— Request A —
Which years does the physics passage below mention?

# START OF Passage given

Superconductivity is used every day in NMR machines for example.

Quantum chromodynamics is not far away, it is how nucleons work (the stuff that makes up the atomic nucleus).

Einstein actually proved that energy alone is not conserved, only energy-mass combined.
...NMR spectrometers are relatively expensive; universities usually have them, but they are less common in private companies. Between 2000 and 2015, an NMR spectrometer cost around 500,000 - 5 million USD...feasibility...

...One qualitative prediction of QCD is that there exist composite particles made solely of gluons called glueballs that have not yet been definitively observed experimentally. A definitive observation of a glueball with the properties predicted by QCD would strongly confirm the theory. In principle, if glueballs could be definitively ruled out, this would be a serious experimental blow to QCD. But, as of 2013, scientists are unable to confirm or deny the existence of glueballs definitively, despite the fact that particle accelerators have sufficient energy to generate them...

# END OF Passage given
# START OF Dataset extract

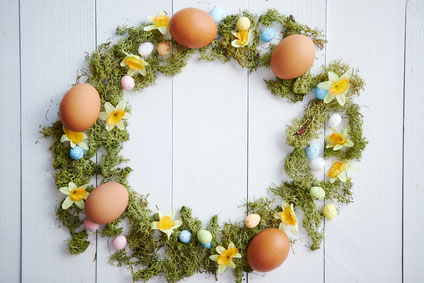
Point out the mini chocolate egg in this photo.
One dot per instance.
(164, 48)
(320, 93)
(193, 28)
(145, 49)
(119, 242)
(334, 120)
(80, 107)
(329, 211)
(317, 193)
(268, 250)
(76, 152)
(293, 56)
(127, 82)
(185, 236)
(204, 236)
(252, 220)
(106, 203)
(312, 151)
(317, 164)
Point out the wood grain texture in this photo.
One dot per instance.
(413, 227)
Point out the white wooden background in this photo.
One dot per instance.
(214, 135)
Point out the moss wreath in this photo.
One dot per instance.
(183, 260)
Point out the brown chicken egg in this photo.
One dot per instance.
(80, 107)
(293, 56)
(106, 203)
(193, 28)
(268, 250)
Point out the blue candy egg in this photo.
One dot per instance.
(216, 14)
(320, 93)
(76, 152)
(312, 151)
(267, 34)
(185, 236)
(208, 245)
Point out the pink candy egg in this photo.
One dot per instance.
(119, 242)
(90, 226)
(127, 82)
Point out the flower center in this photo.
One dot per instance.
(165, 223)
(340, 87)
(336, 169)
(115, 117)
(287, 216)
(77, 194)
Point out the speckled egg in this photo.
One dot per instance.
(267, 34)
(76, 152)
(317, 193)
(216, 14)
(317, 164)
(312, 151)
(252, 220)
(185, 236)
(334, 120)
(329, 211)
(127, 82)
(320, 93)
(145, 49)
(119, 242)
(204, 236)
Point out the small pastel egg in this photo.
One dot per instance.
(317, 164)
(312, 151)
(329, 211)
(204, 236)
(334, 120)
(252, 220)
(76, 152)
(320, 93)
(317, 193)
(185, 236)
(267, 34)
(119, 242)
(145, 49)
(127, 82)
(164, 48)
(216, 14)
(90, 226)
(243, 23)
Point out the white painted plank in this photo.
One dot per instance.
(150, 127)
(269, 117)
(364, 243)
(55, 37)
(413, 247)
(10, 206)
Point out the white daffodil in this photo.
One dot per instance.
(115, 116)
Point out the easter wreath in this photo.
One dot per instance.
(334, 87)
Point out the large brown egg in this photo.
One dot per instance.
(293, 56)
(268, 250)
(193, 28)
(106, 203)
(80, 107)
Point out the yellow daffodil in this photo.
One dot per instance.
(225, 257)
(75, 138)
(75, 195)
(288, 217)
(135, 64)
(160, 22)
(166, 223)
(339, 171)
(114, 116)
(337, 87)
(338, 140)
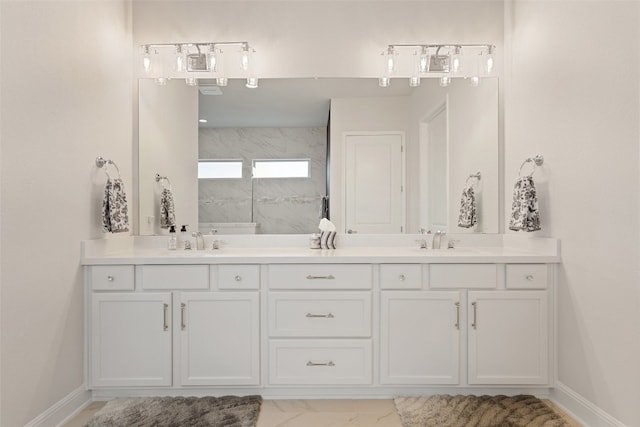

# END OF Dataset extract

— Request B —
Retype the lines of the listing above, starting at the line that contains "Point out the yellow daffodil in this photo." and ending at the last line of the listing, both included, and leave the pictures out.

— Full output A —
2000, 2015, 2013

— Full output B —
Point out the yellow daffodil in this photo.
One dot per instance.
(225, 257)
(75, 138)
(75, 195)
(288, 217)
(135, 64)
(160, 22)
(166, 223)
(339, 171)
(114, 116)
(337, 87)
(338, 140)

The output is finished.